What you need to do:
**1)** In the passage on weight loss and eating disorders, return everything from "Obese teenagers who" down to "all too well.".
**2)** Decide whether each statement agrees with the passage on weight loss and eating disorders: (a) the research was done at Mayo Clinic and appeared in Pediatrics; (b) the writer lost weight at about 15 by dieting; (c) the writer's weight loss at about 28 came through Weight Watchers. For each, answer yes or no and quote the words of the passage that decide it.
**3)** Continue the passage on weight loss and eating disorders from its last sentence.

START Provided passage

Obese teenagers who lose weight are at risk of developing eating disorders such as anorexia nervosa and bulimia nervosa, Mayo Clinic researchers imply in a recent Pediatrics article. Eating disorders among these patients are also not being adequately detected because the weight loss is seen as positive by providers and family members. It often starts a view of self that I can relate to all too well.
As a young child, I was very frail and remember being urged to eat and being given daily malt tablets to help me gain weight. However, at about 9 years old, something happened and I started to gain weight and turned into a chubby girl which continued until I was about 15 years old when I lost weight although I wasn’t dieting. My next weight gain was with my first pregnancy. I never really lost the baby weight afterwards and it wasn’t until I was about 28 when I lost weight (Weight Watchers) and maintained the loss until I went into early stages of menopause. During that period in my early thirty’s, I was often low enough weight that my menses ceased. Since menopause I have struggled with gaining and losing the same weight over and over. As someone who has struggled with my weight fluctuations since I was pre-pubescent, I can give a comprehensive witness to the positive, unsolicited, and ego stroking comments made when I have lost weight. With this pattern, I soon adapted an attitude that I am OK when I lose weight but become invisible and “NOT OK” when I gain weight. Our culture’s peer pressure is aggressively pervasive. It has taken me years (and therapy) to come to peace with who I am.

END Provided passage
START Dataset extract

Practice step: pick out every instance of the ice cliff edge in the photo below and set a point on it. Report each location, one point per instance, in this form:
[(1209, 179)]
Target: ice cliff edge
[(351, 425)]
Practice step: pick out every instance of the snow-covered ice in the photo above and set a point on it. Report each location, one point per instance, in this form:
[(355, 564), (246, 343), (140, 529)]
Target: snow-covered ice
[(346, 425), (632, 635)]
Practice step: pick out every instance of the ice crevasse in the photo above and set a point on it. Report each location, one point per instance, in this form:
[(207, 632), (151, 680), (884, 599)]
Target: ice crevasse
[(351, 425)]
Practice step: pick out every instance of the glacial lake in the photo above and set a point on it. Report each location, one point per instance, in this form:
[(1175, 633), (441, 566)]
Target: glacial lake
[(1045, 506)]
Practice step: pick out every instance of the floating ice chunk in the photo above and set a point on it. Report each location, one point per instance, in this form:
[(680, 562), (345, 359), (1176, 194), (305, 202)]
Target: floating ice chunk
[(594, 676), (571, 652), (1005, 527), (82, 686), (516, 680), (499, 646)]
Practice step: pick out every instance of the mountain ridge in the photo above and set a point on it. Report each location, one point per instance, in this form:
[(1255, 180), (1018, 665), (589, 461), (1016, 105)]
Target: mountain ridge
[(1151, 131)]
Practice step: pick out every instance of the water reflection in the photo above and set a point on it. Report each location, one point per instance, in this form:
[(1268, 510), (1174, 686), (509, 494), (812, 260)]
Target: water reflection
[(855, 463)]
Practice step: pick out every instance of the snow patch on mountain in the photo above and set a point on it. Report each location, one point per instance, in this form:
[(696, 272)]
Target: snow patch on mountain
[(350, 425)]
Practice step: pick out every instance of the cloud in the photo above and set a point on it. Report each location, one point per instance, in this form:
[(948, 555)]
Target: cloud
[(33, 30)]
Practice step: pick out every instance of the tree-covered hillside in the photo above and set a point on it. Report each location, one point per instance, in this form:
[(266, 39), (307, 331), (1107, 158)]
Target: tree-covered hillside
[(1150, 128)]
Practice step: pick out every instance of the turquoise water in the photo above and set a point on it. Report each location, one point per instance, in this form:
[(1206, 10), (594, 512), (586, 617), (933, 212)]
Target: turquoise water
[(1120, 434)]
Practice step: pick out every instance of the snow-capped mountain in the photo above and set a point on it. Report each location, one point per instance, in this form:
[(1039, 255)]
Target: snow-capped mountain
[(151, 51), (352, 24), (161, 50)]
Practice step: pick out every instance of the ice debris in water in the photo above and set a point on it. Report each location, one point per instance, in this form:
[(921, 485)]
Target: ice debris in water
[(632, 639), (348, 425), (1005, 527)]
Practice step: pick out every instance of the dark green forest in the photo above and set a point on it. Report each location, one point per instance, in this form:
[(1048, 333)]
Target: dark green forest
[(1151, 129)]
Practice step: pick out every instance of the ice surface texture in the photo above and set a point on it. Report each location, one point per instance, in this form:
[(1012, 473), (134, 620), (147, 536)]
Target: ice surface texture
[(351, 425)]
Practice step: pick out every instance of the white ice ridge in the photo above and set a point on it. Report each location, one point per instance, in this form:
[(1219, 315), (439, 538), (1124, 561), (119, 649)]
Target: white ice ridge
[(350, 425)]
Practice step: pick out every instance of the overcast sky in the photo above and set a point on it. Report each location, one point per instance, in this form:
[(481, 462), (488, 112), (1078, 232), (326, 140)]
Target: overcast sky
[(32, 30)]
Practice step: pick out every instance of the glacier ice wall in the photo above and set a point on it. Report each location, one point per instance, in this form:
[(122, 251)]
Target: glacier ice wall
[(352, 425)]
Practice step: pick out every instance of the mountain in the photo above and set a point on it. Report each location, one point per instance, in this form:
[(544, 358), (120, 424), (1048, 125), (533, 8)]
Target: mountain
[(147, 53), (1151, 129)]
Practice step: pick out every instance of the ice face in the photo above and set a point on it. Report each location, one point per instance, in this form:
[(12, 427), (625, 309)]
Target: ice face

END Dataset extract

Answers by item:
**1)**
Obese teenagers who lose weight are at risk of developing eating disorders such as anorexia nervosa and bulimia nervosa, Mayo Clinic researchers imply in a recent Pediatrics article. Eating disorders among these patients are also not being adequately detected because the weight loss is seen as positive by providers and family members. It often starts a view of self that I can relate to all too well.

**2)**
(a) Yes: "Mayo Clinic researchers imply in a recent Pediatrics article"
(b) No: "I lost weight although I wasn’t dieting"
(c) Yes: "it wasn’t until I was about 28 when I lost weight (Weight Watchers)"

**3)**
“At least 6 percent of adolescents suffer from eating disorders, and more than 55 percent of high school females and 30 percent of males report disordered eating symptoms including engaging in one or more maladaptive behaviors (fasting, diet pills, vomiting, laxatives, binge eating) to induce weight loss.
Eating disorders are associated with high relapse rates and significant impairment to daily life, along with a host of medical side effects that can be life-threatening,” says Dr. Sim, a Mayo Clinic Researcher.
“Although not widely known, individuals with a weight history in the overweight (BMI-for-age greater than or equal to the 85th percentile but less than the 95th percentile, as defined by CDC growth chart) or obese (BMI-for-age greater than or equal to the 95th percentile, as defined by the CDC growth chart) range, represent a substantial portion of adolescents presenting for eating disorder treatment,” says Dr. Sim.
“Given research that suggests early intervention promotes best chance of recovery, it is imperative that these children and adolescents’ eating disorder symptoms are identified and intervention is offered before the disease progresses,” says Dr. Sim.
This report analyzes two examples of eating disorders that developed in the process of obese adolescents’ efforts to reduce their weight. Both cases illustrate specific challenges in the identification of eating disorder behaviors in adolescents with this weight history and the corresponding delay such teenagers experience accessing appropriate treatment.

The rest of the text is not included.